Source document:
*****
Randall E. and Christina L. Rollins v. Commissioner., United States Tax Court - Memorandum Decision, T.C. Memo. 1993-118, Docket No. 17293-90., Filed March 29, 1993
Randall E. and Christina L. Rollins v. Commissioner.
United States Tax Court - Memorandum Decision
T.C. Memo. 1993-118
Docket No. 17293-90.
Filed March 29, 1993.
Randall E. Rollins, pro se. Nancy Graml and David W. Johnson, for the respondent.
Memorandum Findings of Fact and Opinion
COLVIN, Judge: Petitioners have raised a plethora of tax protester type arguments in an attempt to avoid paying income taxes and to pursue an apparent crusade against the Internal Revenue Service (IRS).
Respondent determined deficiencies in and additions to tax as follows:
1 This amount has not been determined at this time.
1 This amount has not been determined at this time.
*****
Data supplied:
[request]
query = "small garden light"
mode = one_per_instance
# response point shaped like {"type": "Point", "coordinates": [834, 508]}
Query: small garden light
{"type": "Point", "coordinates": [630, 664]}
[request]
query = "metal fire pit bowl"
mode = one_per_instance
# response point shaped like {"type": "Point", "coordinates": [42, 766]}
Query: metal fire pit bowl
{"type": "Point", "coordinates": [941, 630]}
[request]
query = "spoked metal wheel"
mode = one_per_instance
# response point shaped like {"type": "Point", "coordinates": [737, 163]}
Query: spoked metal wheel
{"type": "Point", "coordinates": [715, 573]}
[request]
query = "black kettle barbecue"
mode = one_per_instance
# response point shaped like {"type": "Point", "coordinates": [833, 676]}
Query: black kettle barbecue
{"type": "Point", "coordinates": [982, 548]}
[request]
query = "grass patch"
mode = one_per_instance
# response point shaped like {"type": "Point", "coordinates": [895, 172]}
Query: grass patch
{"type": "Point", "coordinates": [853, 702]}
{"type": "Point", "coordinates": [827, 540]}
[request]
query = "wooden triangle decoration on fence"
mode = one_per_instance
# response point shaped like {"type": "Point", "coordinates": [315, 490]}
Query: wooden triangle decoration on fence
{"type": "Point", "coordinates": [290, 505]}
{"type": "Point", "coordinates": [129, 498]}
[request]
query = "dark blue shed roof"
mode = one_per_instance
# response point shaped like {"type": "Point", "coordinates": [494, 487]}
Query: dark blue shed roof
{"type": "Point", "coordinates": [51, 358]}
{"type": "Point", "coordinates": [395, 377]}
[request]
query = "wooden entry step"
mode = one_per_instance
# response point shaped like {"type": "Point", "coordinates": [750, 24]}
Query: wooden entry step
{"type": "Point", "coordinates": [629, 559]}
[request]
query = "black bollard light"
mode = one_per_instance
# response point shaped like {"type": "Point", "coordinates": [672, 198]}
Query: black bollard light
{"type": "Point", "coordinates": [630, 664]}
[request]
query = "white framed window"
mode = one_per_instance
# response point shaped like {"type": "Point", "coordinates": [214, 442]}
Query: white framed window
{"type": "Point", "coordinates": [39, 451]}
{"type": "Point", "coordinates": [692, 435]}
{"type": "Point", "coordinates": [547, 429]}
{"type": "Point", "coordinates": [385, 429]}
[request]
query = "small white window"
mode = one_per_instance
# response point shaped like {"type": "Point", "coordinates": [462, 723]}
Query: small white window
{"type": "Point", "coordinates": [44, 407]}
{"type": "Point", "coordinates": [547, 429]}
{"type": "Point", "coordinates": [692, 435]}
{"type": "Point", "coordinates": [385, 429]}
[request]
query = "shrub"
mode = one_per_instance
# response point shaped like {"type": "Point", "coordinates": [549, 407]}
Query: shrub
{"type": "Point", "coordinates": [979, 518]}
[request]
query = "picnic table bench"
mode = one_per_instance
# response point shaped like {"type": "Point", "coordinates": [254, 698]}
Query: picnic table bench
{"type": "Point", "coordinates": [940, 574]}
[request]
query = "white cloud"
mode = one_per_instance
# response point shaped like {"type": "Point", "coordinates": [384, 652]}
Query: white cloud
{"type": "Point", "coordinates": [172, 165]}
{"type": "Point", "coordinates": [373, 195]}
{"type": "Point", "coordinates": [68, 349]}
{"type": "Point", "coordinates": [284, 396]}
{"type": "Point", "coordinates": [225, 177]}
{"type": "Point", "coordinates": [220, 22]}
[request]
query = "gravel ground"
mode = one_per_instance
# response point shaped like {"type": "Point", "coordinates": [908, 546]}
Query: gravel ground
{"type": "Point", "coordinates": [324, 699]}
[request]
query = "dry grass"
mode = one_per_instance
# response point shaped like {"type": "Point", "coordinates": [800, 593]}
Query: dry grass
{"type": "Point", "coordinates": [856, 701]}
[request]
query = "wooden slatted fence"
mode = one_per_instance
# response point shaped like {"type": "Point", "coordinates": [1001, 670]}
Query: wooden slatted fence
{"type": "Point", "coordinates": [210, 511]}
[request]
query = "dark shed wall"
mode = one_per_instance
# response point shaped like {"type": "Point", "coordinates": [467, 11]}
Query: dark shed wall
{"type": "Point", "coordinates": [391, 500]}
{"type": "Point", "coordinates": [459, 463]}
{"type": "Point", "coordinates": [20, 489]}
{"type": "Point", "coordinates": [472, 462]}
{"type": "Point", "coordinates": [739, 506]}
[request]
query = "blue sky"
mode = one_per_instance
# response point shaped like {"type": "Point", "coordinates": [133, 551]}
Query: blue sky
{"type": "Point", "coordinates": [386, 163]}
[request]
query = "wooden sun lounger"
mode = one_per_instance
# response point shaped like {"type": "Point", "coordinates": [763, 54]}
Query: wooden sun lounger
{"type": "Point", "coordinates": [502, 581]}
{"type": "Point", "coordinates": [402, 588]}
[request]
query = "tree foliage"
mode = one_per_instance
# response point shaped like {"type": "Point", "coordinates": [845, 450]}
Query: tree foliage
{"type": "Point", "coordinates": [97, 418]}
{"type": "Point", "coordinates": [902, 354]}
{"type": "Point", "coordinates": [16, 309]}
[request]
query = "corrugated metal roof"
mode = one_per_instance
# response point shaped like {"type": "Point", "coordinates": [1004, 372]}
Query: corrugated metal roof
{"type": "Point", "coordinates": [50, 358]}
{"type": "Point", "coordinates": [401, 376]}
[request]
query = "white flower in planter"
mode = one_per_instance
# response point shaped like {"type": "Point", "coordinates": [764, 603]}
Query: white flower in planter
*****
The task: Reproduce the Rollins tax court decision in full, word for word.

The response:
Randall E. and Christina L. Rollins v. Commissioner., United States Tax Court - Memorandum Decision, T.C. Memo. 1993-118, Docket No. 17293-90., Filed March 29, 1993
Randall E. and Christina L. Rollins v. Commissioner.
United States Tax Court - Memorandum Decision
T.C. Memo. 1993-118
Docket No. 17293-90.
Filed March 29, 1993.
Randall E. Rollins, pro se. Nancy Graml and David W. Johnson, for the respondent.
Memorandum Findings of Fact and Opinion
COLVIN, Judge: Petitioners have raised a plethora of tax protester type arguments in an attempt to avoid paying income taxes and to pursue an apparent crusade against the Internal Revenue Service (IRS).
Respondent determined deficiencies in and additions to tax as follows:
1 This amount has not been determined at this time.
1 This amount has not been determined at this time.